ENTRIES PROVIDED.
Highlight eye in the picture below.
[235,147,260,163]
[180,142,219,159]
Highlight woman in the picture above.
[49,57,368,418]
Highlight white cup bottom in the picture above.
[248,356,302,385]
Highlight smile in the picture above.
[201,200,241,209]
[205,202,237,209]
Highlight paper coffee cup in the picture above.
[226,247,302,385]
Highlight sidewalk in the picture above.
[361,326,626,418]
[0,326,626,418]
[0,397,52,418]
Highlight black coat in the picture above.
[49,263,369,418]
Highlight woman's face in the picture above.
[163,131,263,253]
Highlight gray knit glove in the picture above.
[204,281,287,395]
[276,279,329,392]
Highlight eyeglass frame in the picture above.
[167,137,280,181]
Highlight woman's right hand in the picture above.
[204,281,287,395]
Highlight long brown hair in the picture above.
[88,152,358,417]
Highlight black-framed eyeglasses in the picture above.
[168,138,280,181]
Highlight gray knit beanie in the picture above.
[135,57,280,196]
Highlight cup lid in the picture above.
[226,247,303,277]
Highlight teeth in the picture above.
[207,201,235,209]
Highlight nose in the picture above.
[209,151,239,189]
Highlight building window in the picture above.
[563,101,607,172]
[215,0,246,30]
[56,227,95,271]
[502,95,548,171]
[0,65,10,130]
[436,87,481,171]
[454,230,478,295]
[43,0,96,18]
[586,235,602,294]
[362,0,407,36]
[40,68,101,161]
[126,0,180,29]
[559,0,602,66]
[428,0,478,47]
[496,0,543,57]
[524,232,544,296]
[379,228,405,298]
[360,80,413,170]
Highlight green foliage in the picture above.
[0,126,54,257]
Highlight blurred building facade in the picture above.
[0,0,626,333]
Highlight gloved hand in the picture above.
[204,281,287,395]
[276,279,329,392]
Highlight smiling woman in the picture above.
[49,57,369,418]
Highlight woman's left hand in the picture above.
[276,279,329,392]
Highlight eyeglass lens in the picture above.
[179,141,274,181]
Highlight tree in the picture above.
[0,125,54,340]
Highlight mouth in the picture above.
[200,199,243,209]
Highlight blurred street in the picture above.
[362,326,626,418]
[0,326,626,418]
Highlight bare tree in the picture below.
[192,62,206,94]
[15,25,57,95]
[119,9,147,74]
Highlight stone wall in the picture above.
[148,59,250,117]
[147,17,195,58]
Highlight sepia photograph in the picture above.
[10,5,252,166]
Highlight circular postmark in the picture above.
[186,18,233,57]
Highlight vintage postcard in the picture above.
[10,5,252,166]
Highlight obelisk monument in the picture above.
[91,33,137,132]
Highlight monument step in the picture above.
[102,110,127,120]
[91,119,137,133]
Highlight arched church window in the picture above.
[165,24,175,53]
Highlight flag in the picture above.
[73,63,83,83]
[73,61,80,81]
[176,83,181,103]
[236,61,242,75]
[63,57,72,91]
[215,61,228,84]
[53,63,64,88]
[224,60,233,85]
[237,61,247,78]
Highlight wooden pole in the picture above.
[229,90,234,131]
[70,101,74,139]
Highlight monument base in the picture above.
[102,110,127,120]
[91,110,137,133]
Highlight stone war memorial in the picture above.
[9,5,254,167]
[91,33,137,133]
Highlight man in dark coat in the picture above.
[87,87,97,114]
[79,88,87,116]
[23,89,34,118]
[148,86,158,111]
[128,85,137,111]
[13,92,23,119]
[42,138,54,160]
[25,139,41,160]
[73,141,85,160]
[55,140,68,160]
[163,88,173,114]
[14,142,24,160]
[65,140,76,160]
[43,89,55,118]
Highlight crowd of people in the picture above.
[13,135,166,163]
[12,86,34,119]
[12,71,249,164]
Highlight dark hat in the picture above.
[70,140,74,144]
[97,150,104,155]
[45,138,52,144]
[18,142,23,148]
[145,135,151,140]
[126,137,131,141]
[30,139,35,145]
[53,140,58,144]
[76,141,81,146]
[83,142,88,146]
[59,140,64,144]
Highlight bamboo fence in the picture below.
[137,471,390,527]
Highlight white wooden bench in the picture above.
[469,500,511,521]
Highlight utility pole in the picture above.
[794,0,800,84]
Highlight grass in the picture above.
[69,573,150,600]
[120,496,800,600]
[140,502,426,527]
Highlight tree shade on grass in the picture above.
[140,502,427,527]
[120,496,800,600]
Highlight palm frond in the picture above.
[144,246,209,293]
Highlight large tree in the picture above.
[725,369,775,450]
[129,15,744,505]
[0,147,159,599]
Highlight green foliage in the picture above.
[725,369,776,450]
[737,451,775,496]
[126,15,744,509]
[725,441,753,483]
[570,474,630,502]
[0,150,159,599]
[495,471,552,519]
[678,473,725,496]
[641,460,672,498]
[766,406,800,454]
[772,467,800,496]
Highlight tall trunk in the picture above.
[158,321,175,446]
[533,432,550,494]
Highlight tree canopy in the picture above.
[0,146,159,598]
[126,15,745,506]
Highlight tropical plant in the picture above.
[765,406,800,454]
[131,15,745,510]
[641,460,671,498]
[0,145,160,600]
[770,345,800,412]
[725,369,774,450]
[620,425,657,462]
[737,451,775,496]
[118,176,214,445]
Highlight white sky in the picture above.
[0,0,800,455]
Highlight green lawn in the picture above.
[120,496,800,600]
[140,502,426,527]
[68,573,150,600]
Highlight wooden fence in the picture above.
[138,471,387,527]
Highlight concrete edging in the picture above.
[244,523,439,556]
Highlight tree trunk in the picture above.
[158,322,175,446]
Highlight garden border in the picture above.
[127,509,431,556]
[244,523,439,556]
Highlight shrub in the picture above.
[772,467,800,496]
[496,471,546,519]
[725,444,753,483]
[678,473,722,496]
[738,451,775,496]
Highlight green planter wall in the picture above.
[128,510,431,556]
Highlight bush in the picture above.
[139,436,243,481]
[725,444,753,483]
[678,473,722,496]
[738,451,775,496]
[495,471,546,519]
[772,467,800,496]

GIVEN PROBLEM.
Reproduce all of the rows above word for word, with nothing changed.

RIGHT ANSWER.
Highlight eye in the picture below.
[235,147,260,163]
[180,142,219,159]
Highlight woman in the picture above.
[49,57,368,418]
Highlight white cup bottom in the picture above.
[248,356,302,385]
Highlight smile in the picture above.
[201,200,241,209]
[205,202,237,209]
Highlight paper coffee cup in the picture above.
[226,247,302,385]
Highlight sidewalk in the picture above.
[361,326,626,418]
[0,326,626,418]
[0,397,52,418]
Highlight black coat in the picture above.
[49,263,369,418]
Highlight woman's face in the picture above.
[163,131,263,253]
Highlight gray knit glove in the picture above.
[204,281,287,395]
[276,279,329,392]
Highlight eyeglass frame in the picture above.
[167,137,280,181]
Highlight woman's right hand in the picture above.
[204,281,287,395]
Highlight long brown hair in the picture above.
[88,152,358,417]
Highlight black-framed eyeglasses in the picture above.
[168,138,280,181]
Highlight gray knit beanie in the picture above.
[135,57,280,196]
Highlight cup lid in the picture above.
[226,247,303,277]
Highlight teeth in the picture above.
[207,201,235,209]
Highlight nose in the picture above.
[209,151,239,189]
Highlight building window in the picture above.
[563,101,607,172]
[215,0,246,30]
[56,227,95,271]
[502,95,548,171]
[0,65,10,130]
[436,87,481,171]
[454,230,478,295]
[43,0,96,18]
[586,235,602,294]
[362,0,407,36]
[40,68,101,161]
[126,0,180,29]
[559,0,602,66]
[428,0,478,47]
[496,0,543,57]
[524,232,544,296]
[379,228,405,298]
[360,80,413,170]
Highlight green foliage in the picture above.
[0,126,54,257]
Highlight blurred building facade in the picture above.
[0,0,626,333]
Highlight gloved hand in the picture above.
[204,281,287,395]
[276,279,329,392]
Highlight smiling woman in the picture above.
[49,57,369,418]
Highlight woman's left hand in the picture above.
[276,279,329,392]
Highlight eyeglass lens in the picture above.
[179,141,274,181]
Highlight tree in the picture above.
[0,125,54,340]
Highlight mouth in the picture above.
[200,199,243,209]
Highlight blurred street in the picture above.
[362,326,626,418]
[0,326,626,418]
Highlight bare tree in the picture below.
[192,62,206,94]
[15,25,57,95]
[119,9,147,74]
Highlight stone wall in the picture above.
[148,59,250,117]
[147,17,195,58]
Highlight sepia photograph in the picture above.
[10,5,252,166]
Highlight circular postmark in the picture above.
[186,18,233,57]
Highlight vintage postcard in the picture above.
[10,5,252,166]
Highlight obelisk monument in the picture above.
[91,33,137,132]
Highlight monument step in the picture above.
[102,110,127,120]
[91,119,137,133]
Highlight arched church window in the picture above.
[165,24,175,53]
Highlight flag in the picture above.
[73,63,83,83]
[73,61,80,81]
[176,83,181,103]
[236,61,242,75]
[63,57,72,91]
[215,61,228,84]
[53,63,64,88]
[224,60,233,85]
[237,61,247,78]
Highlight wooden pole in the picture above.
[229,90,234,131]
[70,101,74,139]
Highlight monument base in the picture above.
[102,110,127,120]
[91,110,137,133]
Highlight stone war memorial in the picture above.
[9,5,254,167]
[91,33,137,133]
Highlight man in dark coat in the picture above.
[87,87,97,114]
[79,88,87,116]
[23,89,34,118]
[148,86,158,111]
[128,85,137,111]
[13,92,23,119]
[42,138,54,160]
[25,139,41,160]
[73,141,85,160]
[55,140,68,160]
[163,88,173,114]
[14,142,24,160]
[65,140,76,160]
[43,89,55,118]
Highlight crowd of people in the picture above.
[13,135,166,163]
[12,86,34,119]
[12,71,249,164]
Highlight dark hat in the picture above.
[70,140,74,144]
[97,150,104,155]
[45,138,52,144]
[18,142,23,148]
[145,135,151,140]
[126,137,131,141]
[30,139,35,145]
[53,140,58,144]
[76,141,81,146]
[83,142,88,146]
[59,140,64,144]
Highlight bamboo fence in the picture below.
[137,471,390,527]
Highlight white wooden bench in the picture above.
[469,500,511,521]
Highlight utility pole in the picture above.
[794,0,800,84]
Highlight grass in the picture above.
[69,573,150,600]
[120,496,800,600]
[140,502,426,527]
Highlight tree shade on grass in the picture above.
[140,502,427,527]
[120,496,800,600]
Highlight palm frond in the picture above.
[144,246,209,293]
Highlight large tree in the picture above.
[725,369,775,450]
[129,15,744,505]
[0,147,159,599]
Highlight green foliage in the picture above.
[725,369,776,450]
[737,451,775,496]
[126,15,744,509]
[725,441,753,483]
[570,474,630,502]
[0,150,159,599]
[495,471,552,519]
[678,473,725,496]
[641,460,672,498]
[766,406,800,454]
[772,467,800,496]
Highlight tall trunk in the picture above.
[158,321,175,446]
[533,432,550,494]
Highlight tree canopy in the picture above.
[0,146,159,598]
[126,15,745,506]
Highlight tropical plant in the picture above.
[765,406,800,454]
[131,15,745,510]
[641,460,671,498]
[0,145,160,600]
[770,345,800,412]
[725,369,774,450]
[620,425,657,462]
[737,451,775,496]
[118,176,214,445]
Highlight white sky in the picture above.
[0,0,800,455]
Highlight green lawn in the picture above.
[120,496,800,600]
[140,502,426,527]
[68,573,150,600]
Highlight wooden fence in the picture above.
[138,471,387,527]
Highlight concrete edging in the picture above.
[244,523,439,556]
Highlight tree trunk in the picture above.
[158,322,175,446]
Highlight garden border in the picture above.
[127,509,431,556]
[244,523,439,556]
Highlight shrub in the picture above.
[772,467,800,496]
[496,471,546,519]
[725,444,753,483]
[678,473,722,496]
[738,451,775,496]
Highlight green planter wall in the picture above.
[128,510,431,556]
Highlight bush in the picture above.
[139,436,243,481]
[725,444,753,483]
[678,473,722,496]
[738,451,775,496]
[495,471,546,519]
[772,467,800,496]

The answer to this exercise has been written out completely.